* [Task statement]: Continue the passage about the musical You're a Good Man, Charlie Brown, picking up right after its last sentence.
--- Page text ---
At the time, Gesner had no plans for a musical based on this pre-production "concept album". However, producer Arthur Whitelaw, who would later go on to write another musical based on Peanuts entitled: Snoopy! The Musical, encouraged Gesner to turn the album into a musical.

The stage adaptation of the concept album, titled You're a Good Man, Charlie Brown, went into rehearsal in New York City on February 10, 1967. Prior to its opening, the musical had no actual libretto; it was several vignettes with a musical number for each one.

Productions

Original New York productions and U.S. tours

On March 7, 1967, the musical premiered off-Broadway at Theatre 80 in the East Village, featuring Gary Burghoff as Charlie Brown, Skip Hinnant as Schroeder, Reva Rose as Lucy, Bob Balaban as Linus, Karen Johnson as Patty (an early Peanuts character not to be confused with Peppermint Patty), and Bill Hinnant as Snoopy. Joseph Hardy directed and choreographer Patricia Birch was billed as "Assistant to the Director". Joe Raposo, later of Sesame Street fame, was billed as "Music Director" and composer of incidental music for the show. This production of You're A Good Man, Charlie Brown lasted 1,597 performances, closing on February 14, 1971.

The off-Broadway cast recording, originally released on MGM Records, was later remastered by Decca Broadway/Universal Classics and re-released on September 31, 2000. A 1970 U.S. tour lasted 202 performances on the road.

A Broadway production opened at the John Golden Theatre on June 1, 1971, and closed on June 27, 1971, after 32 performances and 15 previews. Directed by Joseph Hardy and with choreography by Patricia Birch, the new cast consisted of Carter Cole as Schroeder, Grant Cowan as Snoopy, Stephen Fenning as Linus, Liz O'Neal as Lucy, Dean Stolber as Charlie Brown, and Lee Wilson as Patty.

1968 West End premiere

The musical opened in the West End in London on February 1, 1968, produced by Harold Fielding and Bernard Delfont, and directed by original 1967 director Joseph Hardy. It played at the Fortune Theatre for 116 performances, until closing on May 11, 1968. The whole original Toronto cast reprised their roles for West End. Don Potter, who portrayed Snoopy, reprised his role in the original San Francisco cast of Snoopy! The Musical.
--- Excerpted data ---
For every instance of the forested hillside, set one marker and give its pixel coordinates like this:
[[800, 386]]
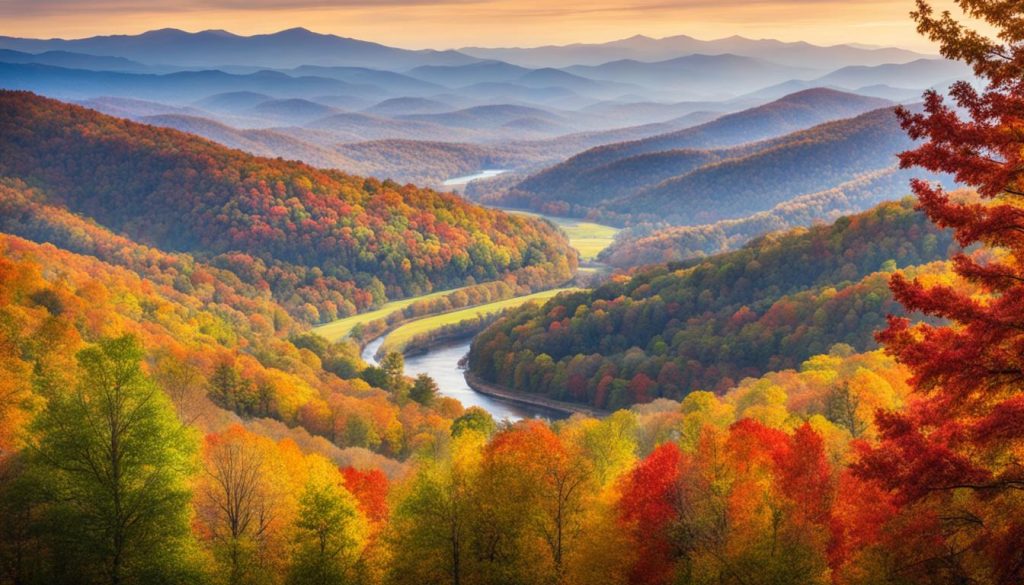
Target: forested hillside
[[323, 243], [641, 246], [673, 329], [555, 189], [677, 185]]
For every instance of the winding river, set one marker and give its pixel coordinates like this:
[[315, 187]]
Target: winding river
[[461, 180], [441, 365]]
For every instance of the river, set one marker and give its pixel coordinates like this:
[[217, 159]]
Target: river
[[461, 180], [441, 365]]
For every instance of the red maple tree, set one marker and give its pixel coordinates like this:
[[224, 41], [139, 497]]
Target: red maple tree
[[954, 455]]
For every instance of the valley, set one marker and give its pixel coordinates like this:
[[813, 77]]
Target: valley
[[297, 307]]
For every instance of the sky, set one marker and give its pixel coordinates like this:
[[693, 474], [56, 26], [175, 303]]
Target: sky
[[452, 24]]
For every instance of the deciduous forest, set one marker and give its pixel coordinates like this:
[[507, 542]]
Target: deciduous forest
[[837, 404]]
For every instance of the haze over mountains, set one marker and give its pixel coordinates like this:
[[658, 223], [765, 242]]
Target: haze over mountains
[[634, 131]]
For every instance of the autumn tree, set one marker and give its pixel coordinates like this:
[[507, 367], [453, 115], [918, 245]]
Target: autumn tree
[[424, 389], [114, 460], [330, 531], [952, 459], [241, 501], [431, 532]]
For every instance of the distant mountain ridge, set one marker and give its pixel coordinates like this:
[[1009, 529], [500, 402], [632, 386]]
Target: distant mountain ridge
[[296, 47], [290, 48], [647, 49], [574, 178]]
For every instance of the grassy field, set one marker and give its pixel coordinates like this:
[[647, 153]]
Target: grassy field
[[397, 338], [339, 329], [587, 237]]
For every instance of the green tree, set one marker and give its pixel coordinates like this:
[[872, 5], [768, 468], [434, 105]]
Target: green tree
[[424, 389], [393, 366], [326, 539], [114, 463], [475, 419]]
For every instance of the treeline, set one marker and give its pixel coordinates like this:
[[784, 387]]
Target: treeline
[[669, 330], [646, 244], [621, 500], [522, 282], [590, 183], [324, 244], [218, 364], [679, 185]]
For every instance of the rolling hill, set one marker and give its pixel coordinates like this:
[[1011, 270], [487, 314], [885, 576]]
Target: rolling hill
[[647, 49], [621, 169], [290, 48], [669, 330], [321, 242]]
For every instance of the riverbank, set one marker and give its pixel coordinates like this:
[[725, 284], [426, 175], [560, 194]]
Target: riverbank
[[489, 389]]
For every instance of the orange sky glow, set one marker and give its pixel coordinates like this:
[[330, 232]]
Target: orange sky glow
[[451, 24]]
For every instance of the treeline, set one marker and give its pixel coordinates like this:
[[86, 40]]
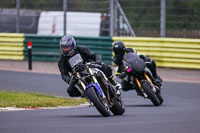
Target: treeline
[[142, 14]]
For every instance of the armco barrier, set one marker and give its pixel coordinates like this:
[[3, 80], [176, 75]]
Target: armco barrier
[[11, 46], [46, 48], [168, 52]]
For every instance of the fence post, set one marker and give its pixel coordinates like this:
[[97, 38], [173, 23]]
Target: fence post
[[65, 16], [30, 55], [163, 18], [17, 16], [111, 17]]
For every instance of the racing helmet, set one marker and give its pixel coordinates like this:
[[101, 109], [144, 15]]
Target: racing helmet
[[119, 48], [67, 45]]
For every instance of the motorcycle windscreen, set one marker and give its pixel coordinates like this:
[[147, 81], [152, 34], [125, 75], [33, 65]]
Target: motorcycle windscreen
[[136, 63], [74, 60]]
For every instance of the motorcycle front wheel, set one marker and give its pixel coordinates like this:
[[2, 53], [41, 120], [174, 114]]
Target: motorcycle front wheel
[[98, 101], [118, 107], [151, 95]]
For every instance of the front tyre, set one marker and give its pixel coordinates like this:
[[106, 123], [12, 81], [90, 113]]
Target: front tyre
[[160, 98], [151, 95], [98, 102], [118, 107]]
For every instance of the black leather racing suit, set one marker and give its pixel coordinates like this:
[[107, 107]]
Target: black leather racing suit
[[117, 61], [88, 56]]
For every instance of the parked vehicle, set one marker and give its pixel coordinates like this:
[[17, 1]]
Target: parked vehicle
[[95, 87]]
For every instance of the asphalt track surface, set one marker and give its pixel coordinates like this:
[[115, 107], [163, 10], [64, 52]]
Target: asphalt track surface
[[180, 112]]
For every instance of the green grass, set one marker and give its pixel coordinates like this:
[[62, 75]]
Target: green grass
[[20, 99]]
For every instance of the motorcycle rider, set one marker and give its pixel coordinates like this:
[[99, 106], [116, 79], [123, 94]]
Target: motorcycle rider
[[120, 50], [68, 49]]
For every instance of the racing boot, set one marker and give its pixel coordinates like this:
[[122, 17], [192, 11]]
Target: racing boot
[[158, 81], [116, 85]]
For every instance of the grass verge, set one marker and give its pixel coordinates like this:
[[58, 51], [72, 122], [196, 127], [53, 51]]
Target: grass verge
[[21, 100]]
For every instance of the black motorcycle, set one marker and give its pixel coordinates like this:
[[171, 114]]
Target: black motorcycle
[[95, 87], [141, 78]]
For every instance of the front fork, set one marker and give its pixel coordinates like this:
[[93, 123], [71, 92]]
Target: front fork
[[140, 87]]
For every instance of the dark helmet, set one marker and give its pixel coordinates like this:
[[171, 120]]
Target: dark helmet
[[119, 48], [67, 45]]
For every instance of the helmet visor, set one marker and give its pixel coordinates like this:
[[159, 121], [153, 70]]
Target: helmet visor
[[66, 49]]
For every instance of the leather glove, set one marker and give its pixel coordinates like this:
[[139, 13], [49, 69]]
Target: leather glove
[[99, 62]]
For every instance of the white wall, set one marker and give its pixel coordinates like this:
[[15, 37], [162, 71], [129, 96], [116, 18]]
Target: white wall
---
* [Response for this exercise]:
1986 television special

1998 U.S. tour and 1999 Broadway revival
A U.S. tour began on November 18, 1998, in Skokie, Illinois. The tour was expected to become a full-scale revival to open at the Longacre Theatre on Broadway, but was moved to the Ambassador Theatre after Bring in 'Da Noise, Bring in 'Da Funks closing. After the tour ended on January 17, 1999, the revival opened on February 4, 1999, and closed on June 13, 1999, having played 14 previews and 149 performances. It featured new dialogue by Michael Mayer, who also directed, and additional songs and orchestration written by Andrew Lippa; choreography was by Jerry Mitchell and sets by David Gallo, Mayer's frequent collaborator.

In this revival, the character of Patty was replaced with Sally Brown, inspired by the same change Schulz made in the animated TV adaptation. The cast featured Anthony Rapp as Charlie Brown, B.D. Wong as Linus, Ilana Levine as Lucy, and Stanley Wayne Mathis as Schroeder. Also featured were Kristin Chenoweth and Roger Bart as Sally and Snoopy, with each winning the Tony award in the respective category. Kirsten Wyatt was the standby for Lucy and Sally.

The original Broadway revival recording was released by RCA Victor/BMG on March 9, 1999.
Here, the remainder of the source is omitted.